Exercise brief: A faithful copy of the whole listing is the goal. Match it exactly.

[Material for the task Boundary: Start]

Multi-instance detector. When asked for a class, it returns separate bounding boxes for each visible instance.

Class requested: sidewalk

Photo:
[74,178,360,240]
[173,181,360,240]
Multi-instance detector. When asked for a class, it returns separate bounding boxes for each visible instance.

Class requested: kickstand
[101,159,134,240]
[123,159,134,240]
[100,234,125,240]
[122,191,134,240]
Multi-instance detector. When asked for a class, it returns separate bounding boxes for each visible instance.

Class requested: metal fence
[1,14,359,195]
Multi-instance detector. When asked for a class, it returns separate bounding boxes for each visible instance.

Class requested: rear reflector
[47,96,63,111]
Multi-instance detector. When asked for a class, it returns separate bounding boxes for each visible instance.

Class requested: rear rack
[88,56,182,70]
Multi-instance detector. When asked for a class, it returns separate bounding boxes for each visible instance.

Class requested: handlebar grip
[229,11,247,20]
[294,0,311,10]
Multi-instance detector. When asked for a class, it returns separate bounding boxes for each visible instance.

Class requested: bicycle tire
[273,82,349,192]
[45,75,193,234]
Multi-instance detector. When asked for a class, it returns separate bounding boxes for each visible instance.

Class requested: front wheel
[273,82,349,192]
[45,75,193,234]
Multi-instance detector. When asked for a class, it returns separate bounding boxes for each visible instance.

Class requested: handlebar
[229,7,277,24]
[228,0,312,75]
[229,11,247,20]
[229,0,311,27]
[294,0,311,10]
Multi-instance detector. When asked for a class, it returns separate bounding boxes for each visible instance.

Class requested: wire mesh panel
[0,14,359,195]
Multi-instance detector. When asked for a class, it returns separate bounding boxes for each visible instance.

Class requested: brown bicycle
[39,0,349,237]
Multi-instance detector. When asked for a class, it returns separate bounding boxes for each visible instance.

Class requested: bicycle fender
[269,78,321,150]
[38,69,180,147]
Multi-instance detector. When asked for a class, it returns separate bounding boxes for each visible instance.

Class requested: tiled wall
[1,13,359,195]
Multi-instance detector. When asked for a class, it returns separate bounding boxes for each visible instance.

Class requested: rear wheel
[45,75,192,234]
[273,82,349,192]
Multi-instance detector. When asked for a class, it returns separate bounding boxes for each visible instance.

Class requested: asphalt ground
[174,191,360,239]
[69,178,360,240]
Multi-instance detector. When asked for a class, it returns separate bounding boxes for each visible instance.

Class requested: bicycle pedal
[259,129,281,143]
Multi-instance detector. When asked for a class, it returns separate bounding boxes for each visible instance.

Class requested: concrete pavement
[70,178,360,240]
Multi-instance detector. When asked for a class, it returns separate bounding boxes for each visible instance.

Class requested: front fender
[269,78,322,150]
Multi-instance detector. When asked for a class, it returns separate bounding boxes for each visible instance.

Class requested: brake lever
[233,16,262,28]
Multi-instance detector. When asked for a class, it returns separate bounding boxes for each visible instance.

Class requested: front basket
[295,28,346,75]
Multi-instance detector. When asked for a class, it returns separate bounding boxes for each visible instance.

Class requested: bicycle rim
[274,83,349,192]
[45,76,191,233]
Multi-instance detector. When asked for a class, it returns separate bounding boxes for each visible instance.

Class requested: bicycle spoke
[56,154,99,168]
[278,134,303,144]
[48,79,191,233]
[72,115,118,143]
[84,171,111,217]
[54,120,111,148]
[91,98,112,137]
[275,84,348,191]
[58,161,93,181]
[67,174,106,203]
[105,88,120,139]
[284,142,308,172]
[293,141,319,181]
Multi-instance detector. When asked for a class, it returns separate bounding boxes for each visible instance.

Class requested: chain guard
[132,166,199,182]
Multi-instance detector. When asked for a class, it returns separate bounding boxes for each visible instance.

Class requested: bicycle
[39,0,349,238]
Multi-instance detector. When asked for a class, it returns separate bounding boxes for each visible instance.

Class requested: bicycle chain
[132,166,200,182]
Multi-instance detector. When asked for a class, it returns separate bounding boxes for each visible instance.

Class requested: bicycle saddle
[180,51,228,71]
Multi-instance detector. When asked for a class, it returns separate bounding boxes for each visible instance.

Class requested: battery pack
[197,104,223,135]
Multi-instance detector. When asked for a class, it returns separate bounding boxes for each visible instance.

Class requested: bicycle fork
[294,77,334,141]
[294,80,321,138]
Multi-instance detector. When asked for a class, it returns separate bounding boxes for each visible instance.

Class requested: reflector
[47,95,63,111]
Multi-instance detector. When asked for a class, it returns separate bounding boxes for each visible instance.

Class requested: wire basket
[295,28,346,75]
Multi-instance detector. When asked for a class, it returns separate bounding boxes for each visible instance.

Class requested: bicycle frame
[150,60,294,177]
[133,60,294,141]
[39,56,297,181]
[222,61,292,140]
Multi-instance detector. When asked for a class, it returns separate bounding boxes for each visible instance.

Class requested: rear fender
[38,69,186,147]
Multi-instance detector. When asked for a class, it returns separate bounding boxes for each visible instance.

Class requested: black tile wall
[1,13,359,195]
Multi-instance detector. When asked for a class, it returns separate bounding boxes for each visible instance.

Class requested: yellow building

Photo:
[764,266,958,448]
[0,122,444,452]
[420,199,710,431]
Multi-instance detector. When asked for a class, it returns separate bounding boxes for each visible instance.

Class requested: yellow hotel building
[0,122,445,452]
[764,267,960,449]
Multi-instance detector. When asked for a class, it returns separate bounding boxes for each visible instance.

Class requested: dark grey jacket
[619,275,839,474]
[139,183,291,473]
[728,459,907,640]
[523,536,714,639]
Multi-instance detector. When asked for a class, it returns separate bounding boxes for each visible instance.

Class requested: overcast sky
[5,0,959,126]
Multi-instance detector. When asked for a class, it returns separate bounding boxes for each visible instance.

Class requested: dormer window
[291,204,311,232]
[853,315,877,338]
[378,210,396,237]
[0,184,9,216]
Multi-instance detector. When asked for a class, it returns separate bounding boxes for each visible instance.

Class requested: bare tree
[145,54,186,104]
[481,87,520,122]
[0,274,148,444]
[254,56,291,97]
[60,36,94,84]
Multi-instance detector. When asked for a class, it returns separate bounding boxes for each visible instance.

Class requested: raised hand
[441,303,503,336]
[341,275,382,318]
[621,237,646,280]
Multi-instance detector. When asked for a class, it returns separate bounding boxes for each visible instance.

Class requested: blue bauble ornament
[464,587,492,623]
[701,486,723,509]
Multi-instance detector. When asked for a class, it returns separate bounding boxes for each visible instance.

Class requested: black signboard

[Material for the task Boundary: End]

Answer section:
Multi-instance detector. When asked for a class, it returns separate bounding boxes for each visible instance.

Class requested: sidewalk

Photo:
[74,178,360,240]
[173,181,360,240]
Multi-instance detector. When asked for a class, it returns separate bounding boxes for each visible instance.

Class requested: kickstand
[101,159,134,240]
[123,159,134,240]
[100,234,125,240]
[122,191,134,240]
Multi-instance detector. When asked for a class, it returns separate bounding boxes for each visible instance.

Class requested: metal fence
[1,14,359,195]
Multi-instance detector. When asked for a class, it returns separate bounding boxes for each visible instance.

Class requested: rear reflector
[47,96,63,111]
Multi-instance detector. When asked for a class, it returns separate bounding boxes for each visible instance.

Class requested: rear rack
[88,56,182,70]
Multi-instance detector. When asked for a class, it returns separate bounding boxes for each visible instance.

Class requested: handlebar grip
[229,11,247,20]
[294,0,311,10]
Multi-instance detector. When asked for a class, it returns separate bounding boxes for each visible instance.

Class requested: bicycle tire
[273,82,349,192]
[45,75,193,234]
Multi-instance detector. When asked for a class, it returns separate bounding boxes for each visible instance.

Class requested: front wheel
[273,82,349,192]
[45,75,193,234]
Multi-instance detector. When asked for a class, it returns separate bounding boxes for each visible instance.

Class requested: handlebar
[229,7,277,24]
[228,0,312,75]
[229,11,247,20]
[229,0,311,27]
[294,0,311,10]
Multi-instance detector. When asked for a class, it returns separate bounding boxes for each visible instance.

Class requested: wire mesh panel
[0,14,359,195]
Multi-instance detector. When asked for a class, it returns separate bounding boxes for each visible instance.

Class requested: brown bicycle
[39,0,349,237]
Multi-instance detector. When asked for a class, it returns separate bounding boxes for each visible instance.

Class requested: bicycle fender
[269,78,321,150]
[38,69,180,147]
Multi-instance detector. When asked for a class, it returns separate bounding boxes for each visible instance.

Class requested: tiled wall
[1,13,359,195]
Multi-instance detector. When asked for a class, it returns separate bounding boxes for each visible instance.

Class requested: rear wheel
[45,75,192,234]
[273,82,349,192]
Multi-instance detector. When asked for a class, it returns separate bounding boxes for each visible instance.

Class requested: asphalt ground
[174,191,360,239]
[69,178,360,240]
Multi-instance detector. When asked for a class, it returns separate bounding boxes for each visible instance.

Class requested: bicycle pedal
[259,129,281,143]
Multi-instance detector. When asked for a class, it returns separate bounding boxes for each visible instance.

Class requested: concrete pavement
[70,178,360,240]
Multi-instance detector. When asked for a class, it returns separate bounding boxes for each visible instance.

Class requested: front fender
[269,78,322,150]
Multi-instance detector. When asked for a class, it returns separate bounding boxes for each visible instance.

Class requested: brake lever
[233,16,262,28]
Multi-instance detector. When asked for a class, it returns separate bounding boxes for each visible instance.

Class requested: front basket
[295,28,346,75]
Multi-instance detector. When asked for a class, it returns separate bounding boxes for each visible instance.

Class requested: bicycle rim
[274,83,349,192]
[45,76,191,233]
Multi-instance detector. When asked for a class, it returns separate bounding boxes for each visible instance.

Class requested: bicycle spoke
[56,154,99,168]
[278,134,303,144]
[48,79,191,233]
[72,115,118,143]
[84,171,111,217]
[54,120,111,148]
[91,98,112,137]
[275,84,348,191]
[58,161,93,181]
[67,174,106,203]
[105,88,120,139]
[284,142,308,172]
[293,141,319,181]
Multi-instance detector. When asked for a class, it returns separate bounding boxes for each visible instance.

Class requested: chain guard
[132,166,199,182]
Multi-instance detector. When asked for a class, it returns separate bounding boxes for each visible instance.

Class requested: bicycle
[39,0,349,238]
Multi-instance detector. When asked for a class, it returns separate bounding boxes for each visible instance.

Class requested: bicycle chain
[132,166,200,182]
Multi-instance detector. When asked for a class, it returns separate bounding boxes for each visible instance.

Class requested: bicycle saddle
[180,51,228,71]
Multi-instance detector. When asked for a class, it returns separate bounding boxes for each visible instance.

Class requested: battery pack
[197,104,223,135]
Multi-instance detector. When asked for a class, it returns separate bounding boxes for each visible instance.

Class requested: bicycle fork
[294,77,334,141]
[294,80,321,138]
Multi-instance detector. When asked for a class, it returns separate bounding boxes for each visible instance.

Class requested: reflector
[47,95,63,111]
Multi-instance detector. When asked for a class, it returns separate bounding boxes for each visible instance.

Class requested: wire basket
[295,28,346,75]
Multi-instance detector. When asked for a class, it returns separate bounding boxes for each visible instance.

Class requested: bicycle frame
[150,60,294,177]
[133,60,294,141]
[39,56,297,181]
[222,61,292,140]
Multi-instance detector. When asked for a class, it returns separate bounding boxes for each visible instance.

Class requested: rear fender
[38,69,186,147]
Multi-instance detector. When asked for a class, it returns separate bounding boxes for each visible instance.

Class requested: black tile wall
[1,13,359,195]
Multi-instance detector. When asked for a class, it returns separate bounding boxes for each visible instance.

Class requested: yellow building

Photo:
[764,266,958,448]
[0,122,444,452]
[420,199,710,431]
Multi-instance detector. When asked for a class, it returns separate bounding boxes for each visible instance.

Class requested: yellow hotel building
[0,122,445,452]
[764,267,960,449]
Multi-instance detector. When asked for a class, it returns separate bounding boxes for each visible instance.

Class requested: dark grey jacket
[619,275,839,474]
[139,183,291,473]
[728,459,907,640]
[523,536,714,639]
Multi-instance detector. When asked for a class, it returns separate bounding boxes for each visible instance.

Class requested: overcast sky
[5,0,959,126]
Multi-instance detector. When asked for a class, it returns separate bounding boxes for each visible instance.

Class requested: dormer window
[291,204,311,232]
[853,315,877,338]
[378,210,396,237]
[0,184,9,216]
Multi-instance detector. When asked for a class, it returns separate bounding boxes for each visible instance.

Class requested: bare tree
[145,54,186,104]
[481,87,520,122]
[0,274,148,444]
[254,56,291,97]
[60,36,94,84]
Multi-instance detector. When asked for a class, it returns separate bounding boxes for each visible instance.

Class requested: raised hand
[441,303,503,336]
[341,275,382,318]
[621,237,646,280]
Multi-instance detector. When asked for a class, it returns separate bounding boxes for each visible instance.

Class requested: blue bauble ornament
[464,587,492,623]
[701,486,723,509]
Multi-instance detector. When asked for a class, it returns separate bounding boxes for each visible instance.

Class requested: black signboard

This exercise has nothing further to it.